*** Data provided ***
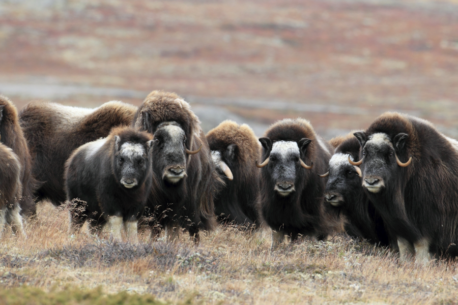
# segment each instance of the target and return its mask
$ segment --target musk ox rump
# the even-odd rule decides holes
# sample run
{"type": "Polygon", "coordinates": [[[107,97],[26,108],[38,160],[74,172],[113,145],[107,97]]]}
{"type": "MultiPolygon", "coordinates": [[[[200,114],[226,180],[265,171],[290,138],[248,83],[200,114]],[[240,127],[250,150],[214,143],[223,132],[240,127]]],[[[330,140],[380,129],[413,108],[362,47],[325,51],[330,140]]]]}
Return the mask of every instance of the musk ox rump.
{"type": "Polygon", "coordinates": [[[106,138],[80,146],[65,167],[67,199],[74,200],[71,229],[89,219],[100,230],[106,223],[121,238],[136,238],[137,224],[151,190],[152,137],[131,127],[114,128],[106,138]],[[84,206],[81,201],[85,202],[84,206]]]}

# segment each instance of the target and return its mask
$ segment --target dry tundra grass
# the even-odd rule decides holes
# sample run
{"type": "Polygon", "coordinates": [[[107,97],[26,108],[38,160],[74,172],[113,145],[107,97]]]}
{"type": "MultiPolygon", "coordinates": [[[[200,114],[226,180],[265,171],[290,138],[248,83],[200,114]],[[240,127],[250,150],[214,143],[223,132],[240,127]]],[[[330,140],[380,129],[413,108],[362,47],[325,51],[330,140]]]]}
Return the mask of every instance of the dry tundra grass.
{"type": "MultiPolygon", "coordinates": [[[[152,294],[172,303],[458,303],[454,262],[400,263],[396,254],[346,235],[271,252],[267,231],[220,228],[204,234],[198,246],[185,235],[175,243],[150,243],[145,232],[132,245],[83,231],[69,236],[68,225],[64,208],[43,204],[26,225],[26,239],[7,231],[0,285],[45,291],[101,286],[104,293],[152,294]]],[[[0,303],[9,293],[0,289],[0,303]]]]}

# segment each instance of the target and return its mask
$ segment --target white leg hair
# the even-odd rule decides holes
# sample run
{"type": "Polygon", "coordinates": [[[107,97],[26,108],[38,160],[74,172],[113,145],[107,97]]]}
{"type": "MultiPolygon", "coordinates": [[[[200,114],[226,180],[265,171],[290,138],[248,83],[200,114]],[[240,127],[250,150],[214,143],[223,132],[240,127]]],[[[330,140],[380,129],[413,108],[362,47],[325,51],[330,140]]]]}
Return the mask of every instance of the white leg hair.
{"type": "Polygon", "coordinates": [[[284,240],[284,232],[281,230],[272,231],[272,250],[274,250],[278,247],[280,242],[284,240]]]}
{"type": "Polygon", "coordinates": [[[172,222],[165,226],[165,236],[169,241],[178,241],[181,228],[178,223],[172,222]]]}
{"type": "Polygon", "coordinates": [[[106,228],[110,235],[116,240],[121,240],[121,230],[123,228],[123,218],[120,216],[109,216],[106,228]]]}
{"type": "Polygon", "coordinates": [[[421,238],[414,243],[415,248],[415,263],[426,265],[430,262],[430,241],[421,238]]]}
{"type": "Polygon", "coordinates": [[[137,227],[138,222],[136,220],[133,221],[126,221],[124,223],[124,230],[127,235],[127,240],[132,242],[138,242],[138,238],[137,236],[137,227]]]}
{"type": "Polygon", "coordinates": [[[399,247],[399,257],[401,261],[409,261],[412,259],[415,249],[412,244],[402,237],[397,237],[397,246],[399,247]]]}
***
Reproduce every line of the listing above verbatim, leaving out the pictures.

# segment each instance of the target and return its mask
$ segment --target musk ox rump
# the even-odd rule decides holes
# sample run
{"type": "Polygon", "coordinates": [[[107,97],[26,108],[38,160],[74,172],[113,145],[107,97]]]}
{"type": "MultiPolygon", "coordinates": [[[[200,114],[226,180],[265,171],[290,138],[248,83],[200,114]],[[240,127],[250,150],[214,143],[223,132],[240,127]]],[[[330,140],[380,129],[413,108],[362,47],[325,51],[330,140]]]]}
Return the mask of every instance of the musk ox rump.
{"type": "Polygon", "coordinates": [[[106,138],[80,146],[65,167],[67,199],[74,200],[71,229],[89,219],[100,230],[106,223],[121,238],[136,238],[137,224],[151,190],[152,137],[131,127],[114,128],[106,138]],[[84,206],[81,201],[85,202],[84,206]]]}

# segment each instance of the target and return its mask
$ segment --target dry tundra grass
# the even-odd rule decides holes
# sample run
{"type": "Polygon", "coordinates": [[[107,97],[26,108],[38,160],[74,172],[113,145],[107,97]]]}
{"type": "MultiPolygon", "coordinates": [[[[200,114],[226,180],[265,171],[290,138],[248,83],[200,114]],[[240,127],[250,150],[214,143],[223,132],[240,127]]],[[[330,140],[380,129],[413,108],[362,47],[325,51],[330,140]]]]}
Return the mask of every instance of the dry tundra grass.
{"type": "MultiPolygon", "coordinates": [[[[152,294],[172,303],[458,303],[454,262],[400,263],[396,254],[346,235],[271,252],[267,231],[220,228],[204,234],[198,246],[185,235],[175,243],[150,243],[145,232],[132,245],[83,231],[69,236],[68,225],[64,208],[43,204],[26,225],[26,239],[7,231],[0,285],[45,291],[101,286],[104,293],[152,294]]],[[[0,303],[9,293],[0,289],[0,303]]]]}

# segment each instance of the target and return its mask
$ segment --target white leg hair
# the even-odd rule decides holes
# sample run
{"type": "Polygon", "coordinates": [[[107,97],[26,108],[38,160],[74,172],[113,145],[107,97]]]}
{"type": "MultiPolygon", "coordinates": [[[[200,114],[226,180],[265,171],[290,138],[248,83],[200,114]],[[240,127],[250,150],[214,143],[223,132],[240,127]]],[[[330,140],[380,129],[413,108],[362,47],[325,51],[330,140]]]]}
Return the mask of every instance of the white leg hair.
{"type": "Polygon", "coordinates": [[[284,240],[284,232],[281,230],[272,231],[272,250],[274,250],[278,247],[280,242],[284,240]]]}
{"type": "Polygon", "coordinates": [[[172,222],[165,226],[165,236],[169,241],[178,241],[181,228],[178,223],[172,222]]]}
{"type": "Polygon", "coordinates": [[[106,228],[110,235],[116,240],[121,240],[121,230],[123,228],[123,218],[120,216],[109,216],[106,228]]]}
{"type": "Polygon", "coordinates": [[[421,238],[414,243],[415,248],[415,263],[426,265],[430,262],[430,241],[421,238]]]}
{"type": "Polygon", "coordinates": [[[137,227],[138,222],[136,220],[133,221],[126,221],[124,223],[124,230],[127,235],[127,240],[132,242],[138,242],[138,238],[137,236],[137,227]]]}
{"type": "Polygon", "coordinates": [[[399,247],[399,257],[401,261],[409,261],[412,259],[415,249],[412,244],[402,237],[397,237],[397,246],[399,247]]]}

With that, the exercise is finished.